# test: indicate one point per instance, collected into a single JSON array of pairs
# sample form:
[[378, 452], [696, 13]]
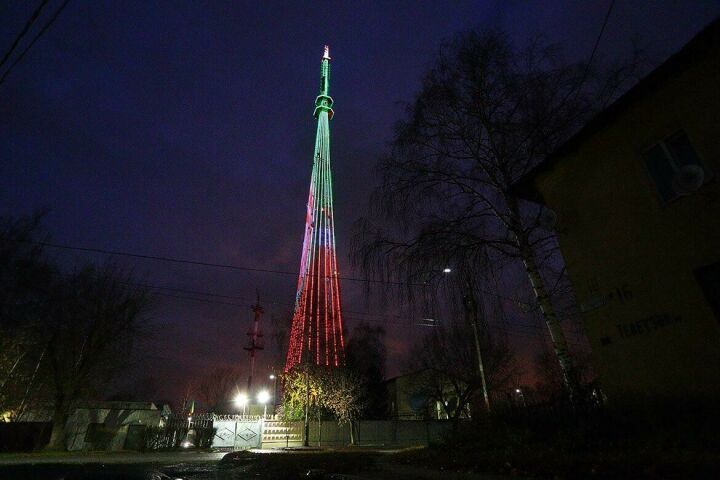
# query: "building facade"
[[637, 200]]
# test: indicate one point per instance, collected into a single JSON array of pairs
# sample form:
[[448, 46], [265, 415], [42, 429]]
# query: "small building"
[[408, 397], [637, 201], [111, 425]]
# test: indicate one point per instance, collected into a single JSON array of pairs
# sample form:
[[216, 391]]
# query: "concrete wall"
[[114, 420], [379, 432]]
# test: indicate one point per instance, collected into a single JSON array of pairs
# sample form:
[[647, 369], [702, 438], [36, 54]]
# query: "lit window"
[[675, 167]]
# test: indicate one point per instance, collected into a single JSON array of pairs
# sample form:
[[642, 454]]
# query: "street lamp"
[[263, 398], [273, 377], [242, 400]]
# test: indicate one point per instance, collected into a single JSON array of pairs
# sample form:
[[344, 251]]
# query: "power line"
[[516, 330], [597, 43], [235, 267], [22, 33], [37, 37]]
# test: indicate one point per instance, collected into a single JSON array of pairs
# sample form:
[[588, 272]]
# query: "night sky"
[[185, 129]]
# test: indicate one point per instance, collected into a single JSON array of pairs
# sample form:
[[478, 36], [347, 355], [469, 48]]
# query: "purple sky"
[[185, 129]]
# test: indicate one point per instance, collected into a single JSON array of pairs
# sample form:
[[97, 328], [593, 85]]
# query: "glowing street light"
[[263, 398], [242, 400]]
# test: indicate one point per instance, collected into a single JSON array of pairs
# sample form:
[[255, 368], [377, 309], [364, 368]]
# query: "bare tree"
[[96, 318], [344, 397], [446, 361], [487, 113], [218, 387]]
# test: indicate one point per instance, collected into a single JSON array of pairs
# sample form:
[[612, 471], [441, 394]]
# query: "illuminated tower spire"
[[316, 335]]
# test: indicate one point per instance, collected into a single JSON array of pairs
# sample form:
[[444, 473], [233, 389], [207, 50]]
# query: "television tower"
[[316, 334]]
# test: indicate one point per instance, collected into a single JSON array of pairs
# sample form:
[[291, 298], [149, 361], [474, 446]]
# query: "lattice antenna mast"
[[255, 335], [316, 334]]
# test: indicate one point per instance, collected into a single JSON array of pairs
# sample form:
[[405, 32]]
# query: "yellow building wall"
[[633, 256]]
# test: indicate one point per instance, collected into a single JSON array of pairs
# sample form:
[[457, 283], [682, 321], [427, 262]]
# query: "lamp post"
[[263, 398], [471, 306], [273, 377]]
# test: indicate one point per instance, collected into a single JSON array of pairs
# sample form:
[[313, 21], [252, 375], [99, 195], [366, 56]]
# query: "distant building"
[[408, 397], [637, 199]]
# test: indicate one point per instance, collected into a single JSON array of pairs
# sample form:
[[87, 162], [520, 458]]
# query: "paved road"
[[189, 466], [110, 458]]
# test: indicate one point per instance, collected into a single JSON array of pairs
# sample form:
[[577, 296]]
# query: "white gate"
[[238, 433]]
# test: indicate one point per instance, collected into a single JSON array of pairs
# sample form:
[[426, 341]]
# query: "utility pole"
[[255, 339], [471, 316], [306, 433]]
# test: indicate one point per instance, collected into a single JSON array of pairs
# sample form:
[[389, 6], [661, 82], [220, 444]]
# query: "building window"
[[675, 167], [709, 279]]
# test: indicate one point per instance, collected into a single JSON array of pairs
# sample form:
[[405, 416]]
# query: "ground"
[[321, 464]]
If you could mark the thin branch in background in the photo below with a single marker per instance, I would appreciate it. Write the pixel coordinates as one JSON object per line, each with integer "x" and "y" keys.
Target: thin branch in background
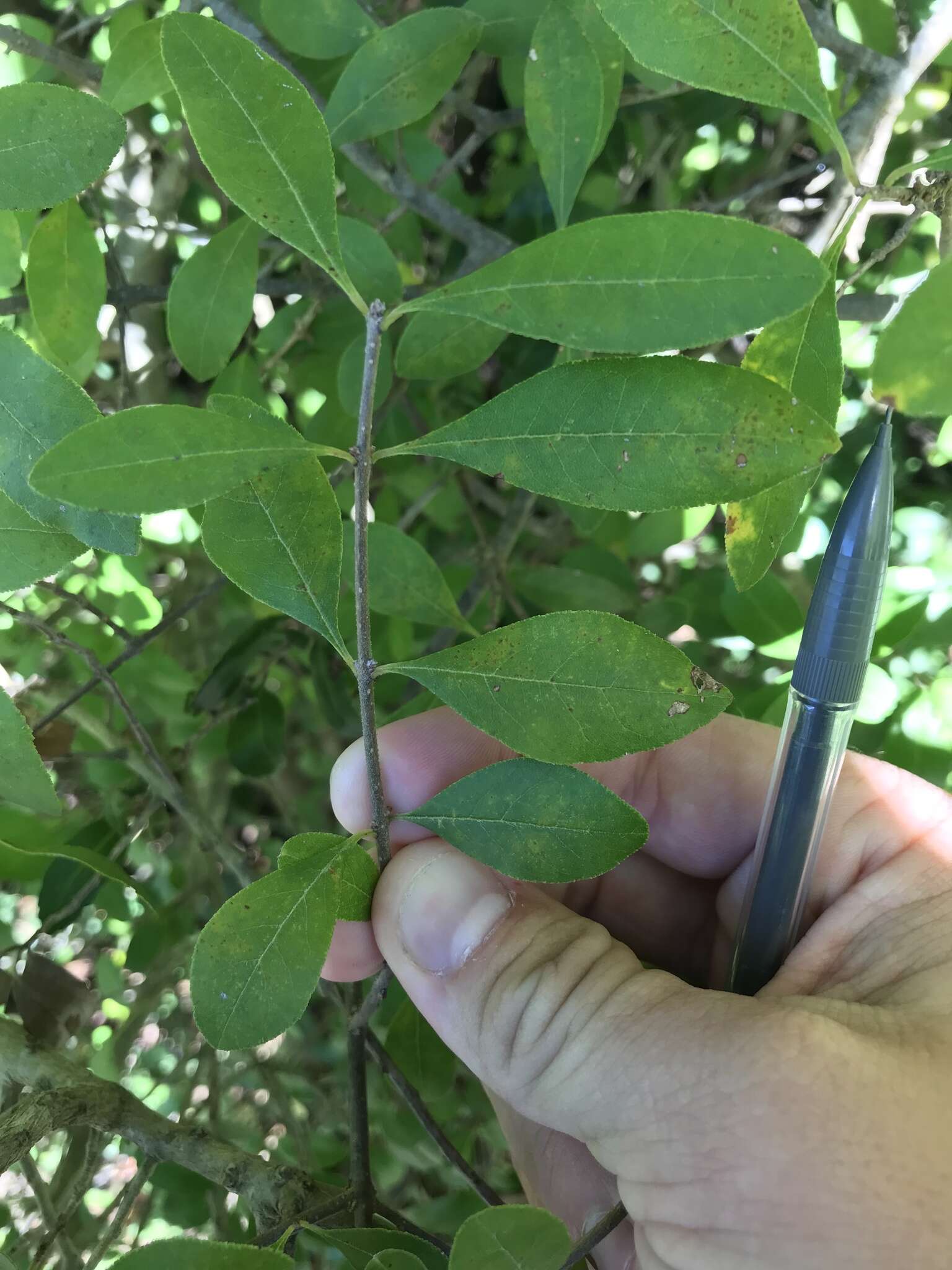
{"x": 881, "y": 253}
{"x": 408, "y": 1227}
{"x": 593, "y": 1237}
{"x": 102, "y": 675}
{"x": 423, "y": 1114}
{"x": 47, "y": 1208}
{"x": 127, "y": 1197}
{"x": 73, "y": 598}
{"x": 361, "y": 1179}
{"x": 69, "y": 1203}
{"x": 77, "y": 68}
{"x": 133, "y": 649}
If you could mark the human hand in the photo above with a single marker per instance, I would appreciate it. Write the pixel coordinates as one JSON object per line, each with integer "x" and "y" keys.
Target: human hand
{"x": 809, "y": 1128}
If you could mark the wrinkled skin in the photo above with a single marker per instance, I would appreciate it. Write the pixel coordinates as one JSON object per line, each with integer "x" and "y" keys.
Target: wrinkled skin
{"x": 809, "y": 1128}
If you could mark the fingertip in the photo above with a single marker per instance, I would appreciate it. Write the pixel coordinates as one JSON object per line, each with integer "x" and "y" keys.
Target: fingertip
{"x": 353, "y": 954}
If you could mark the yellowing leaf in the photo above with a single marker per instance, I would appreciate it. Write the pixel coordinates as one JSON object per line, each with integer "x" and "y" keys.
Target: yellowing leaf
{"x": 571, "y": 687}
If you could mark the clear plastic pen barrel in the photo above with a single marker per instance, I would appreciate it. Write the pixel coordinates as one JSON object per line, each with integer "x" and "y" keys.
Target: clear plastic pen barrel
{"x": 805, "y": 771}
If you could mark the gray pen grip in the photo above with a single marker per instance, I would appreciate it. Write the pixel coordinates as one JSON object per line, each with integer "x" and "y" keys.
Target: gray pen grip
{"x": 809, "y": 758}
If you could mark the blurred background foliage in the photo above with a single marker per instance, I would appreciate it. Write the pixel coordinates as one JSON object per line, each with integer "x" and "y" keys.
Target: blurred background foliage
{"x": 250, "y": 709}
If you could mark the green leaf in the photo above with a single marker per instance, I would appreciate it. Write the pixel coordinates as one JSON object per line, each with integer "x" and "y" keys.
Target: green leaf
{"x": 563, "y": 104}
{"x": 38, "y": 408}
{"x": 405, "y": 579}
{"x": 803, "y": 355}
{"x": 940, "y": 161}
{"x": 395, "y": 1259}
{"x": 419, "y": 1053}
{"x": 258, "y": 961}
{"x": 201, "y": 1255}
{"x": 23, "y": 779}
{"x": 209, "y": 300}
{"x": 259, "y": 134}
{"x": 136, "y": 73}
{"x": 400, "y": 74}
{"x": 571, "y": 687}
{"x": 318, "y": 29}
{"x": 280, "y": 536}
{"x": 513, "y": 1237}
{"x": 442, "y": 347}
{"x": 11, "y": 251}
{"x": 611, "y": 56}
{"x": 29, "y": 549}
{"x": 913, "y": 365}
{"x": 535, "y": 821}
{"x": 763, "y": 614}
{"x": 638, "y": 435}
{"x": 361, "y": 1246}
{"x": 638, "y": 283}
{"x": 255, "y": 738}
{"x": 369, "y": 262}
{"x": 58, "y": 143}
{"x": 356, "y": 871}
{"x": 94, "y": 860}
{"x": 66, "y": 281}
{"x": 757, "y": 50}
{"x": 154, "y": 458}
{"x": 507, "y": 27}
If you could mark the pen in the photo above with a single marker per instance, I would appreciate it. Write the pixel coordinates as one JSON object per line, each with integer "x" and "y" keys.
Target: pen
{"x": 824, "y": 691}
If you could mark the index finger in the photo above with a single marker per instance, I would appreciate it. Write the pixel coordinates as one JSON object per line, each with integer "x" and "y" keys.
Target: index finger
{"x": 702, "y": 797}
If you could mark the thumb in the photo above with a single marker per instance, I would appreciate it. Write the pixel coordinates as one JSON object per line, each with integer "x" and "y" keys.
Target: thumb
{"x": 550, "y": 1011}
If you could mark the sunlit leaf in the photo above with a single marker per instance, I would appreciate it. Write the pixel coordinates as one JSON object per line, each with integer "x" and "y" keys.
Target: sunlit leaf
{"x": 58, "y": 143}
{"x": 638, "y": 283}
{"x": 209, "y": 300}
{"x": 400, "y": 74}
{"x": 152, "y": 458}
{"x": 66, "y": 281}
{"x": 639, "y": 435}
{"x": 573, "y": 687}
{"x": 38, "y": 408}
{"x": 535, "y": 821}
{"x": 258, "y": 133}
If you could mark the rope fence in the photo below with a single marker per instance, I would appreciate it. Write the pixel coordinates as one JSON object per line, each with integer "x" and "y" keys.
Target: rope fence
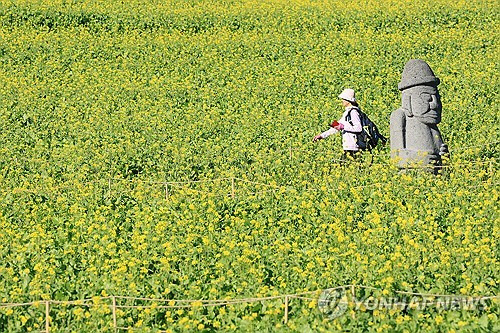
{"x": 232, "y": 188}
{"x": 114, "y": 302}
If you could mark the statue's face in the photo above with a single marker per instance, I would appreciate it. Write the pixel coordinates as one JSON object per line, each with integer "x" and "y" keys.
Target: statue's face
{"x": 425, "y": 103}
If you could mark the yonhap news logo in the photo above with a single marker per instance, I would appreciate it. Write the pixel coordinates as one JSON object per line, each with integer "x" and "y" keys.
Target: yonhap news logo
{"x": 334, "y": 302}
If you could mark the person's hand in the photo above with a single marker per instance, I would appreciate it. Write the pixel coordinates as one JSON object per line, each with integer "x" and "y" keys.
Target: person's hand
{"x": 443, "y": 150}
{"x": 338, "y": 126}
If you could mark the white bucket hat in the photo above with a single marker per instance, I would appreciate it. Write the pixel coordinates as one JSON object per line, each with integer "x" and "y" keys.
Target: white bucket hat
{"x": 348, "y": 95}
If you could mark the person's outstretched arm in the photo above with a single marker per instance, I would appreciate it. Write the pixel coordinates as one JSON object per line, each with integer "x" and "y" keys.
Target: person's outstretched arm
{"x": 356, "y": 123}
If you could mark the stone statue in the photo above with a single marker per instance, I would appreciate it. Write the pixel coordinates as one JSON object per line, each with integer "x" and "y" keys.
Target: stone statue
{"x": 415, "y": 137}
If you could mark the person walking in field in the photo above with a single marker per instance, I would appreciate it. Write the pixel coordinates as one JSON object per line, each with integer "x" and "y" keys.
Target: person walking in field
{"x": 349, "y": 125}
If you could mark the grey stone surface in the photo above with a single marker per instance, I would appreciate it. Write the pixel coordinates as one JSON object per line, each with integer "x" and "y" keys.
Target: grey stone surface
{"x": 415, "y": 138}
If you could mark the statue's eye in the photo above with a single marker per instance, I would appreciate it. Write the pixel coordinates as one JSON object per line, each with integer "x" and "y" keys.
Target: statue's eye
{"x": 426, "y": 97}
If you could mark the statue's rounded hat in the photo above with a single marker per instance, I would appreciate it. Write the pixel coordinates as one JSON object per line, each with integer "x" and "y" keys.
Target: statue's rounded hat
{"x": 416, "y": 73}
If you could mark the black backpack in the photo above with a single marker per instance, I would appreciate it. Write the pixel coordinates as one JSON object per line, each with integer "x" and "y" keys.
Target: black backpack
{"x": 369, "y": 136}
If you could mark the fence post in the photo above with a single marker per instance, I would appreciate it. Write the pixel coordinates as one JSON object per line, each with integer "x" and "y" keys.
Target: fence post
{"x": 113, "y": 298}
{"x": 286, "y": 309}
{"x": 232, "y": 188}
{"x": 47, "y": 313}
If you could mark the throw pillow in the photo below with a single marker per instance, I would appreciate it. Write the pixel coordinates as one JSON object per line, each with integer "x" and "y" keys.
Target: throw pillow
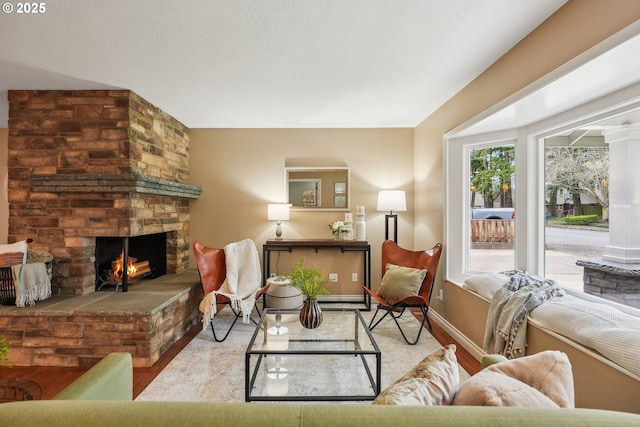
{"x": 543, "y": 379}
{"x": 433, "y": 381}
{"x": 400, "y": 282}
{"x": 12, "y": 252}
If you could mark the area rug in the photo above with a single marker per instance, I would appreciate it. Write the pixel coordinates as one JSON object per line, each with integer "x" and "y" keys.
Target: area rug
{"x": 206, "y": 370}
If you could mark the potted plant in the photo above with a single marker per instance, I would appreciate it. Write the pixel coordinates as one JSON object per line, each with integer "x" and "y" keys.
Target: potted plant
{"x": 309, "y": 281}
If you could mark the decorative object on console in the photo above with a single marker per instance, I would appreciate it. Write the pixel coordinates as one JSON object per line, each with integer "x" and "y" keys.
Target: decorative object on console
{"x": 361, "y": 226}
{"x": 278, "y": 212}
{"x": 309, "y": 281}
{"x": 348, "y": 225}
{"x": 391, "y": 200}
{"x": 338, "y": 229}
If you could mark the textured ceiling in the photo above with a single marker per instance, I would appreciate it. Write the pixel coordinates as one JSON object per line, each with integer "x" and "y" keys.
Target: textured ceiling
{"x": 267, "y": 63}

_Problem details_:
Rewrite everything from the start of the entries down to and including the line that contains "[[263, 398], [242, 400]]" as a numbered list, one line per item, with blank lines skipped and the pictures left out.

_Output of the task_:
1. # test: indicate one point per instance, collected into a single JSON array of pairs
2. # sample form:
3. [[378, 452], [696, 13]]
4. # query: "building facade"
5. [[637, 200]]
6. # test: indicate one point per instance, collected into a single JSON array of pairs
7. # sample form:
8. [[448, 46], [265, 415], [42, 429]]
9. # query: "small building"
10. [[408, 397], [637, 201], [111, 425]]
11. # test: indicate one point per instance, collected into a single JSON array of pairs
12. # sample form:
13. [[216, 391]]
14. # query: "concrete wall"
15. [[114, 420], [379, 432]]
16. # test: indicate one point per instance, collected into a single JSON array of pairs
17. # sample form:
18. [[647, 369], [702, 438], [36, 54]]
19. # query: "lit window"
20. [[675, 167]]
21. # test: indicate one point per instance, collected into a single JSON array of pairs
22. # sample form:
23. [[642, 454]]
24. # query: "street lamp"
25. [[263, 398], [273, 377], [242, 400]]
26. # test: indicate one point per instance, collected into a single JSON array of pairs
27. # sample form:
28. [[344, 251]]
29. # query: "power line"
30. [[516, 330], [597, 43], [235, 267], [22, 33], [37, 37]]
31. # test: indicate one point per instance, collected into a single JSON array of pairs
32. # sample form:
33. [[588, 272]]
34. # query: "night sky"
35. [[185, 129]]
36. # test: indicate one point per instance, collected into a single JSON array of pairs
37. # sample form:
38. [[478, 36], [347, 355], [469, 48]]
39. # query: "purple sky"
40. [[185, 129]]
41. # test: indicate one point per instance, collected into a single JSON array of pairs
42. # sample form:
43. [[97, 328], [593, 85]]
44. # query: "glowing street light"
45. [[263, 398], [242, 400]]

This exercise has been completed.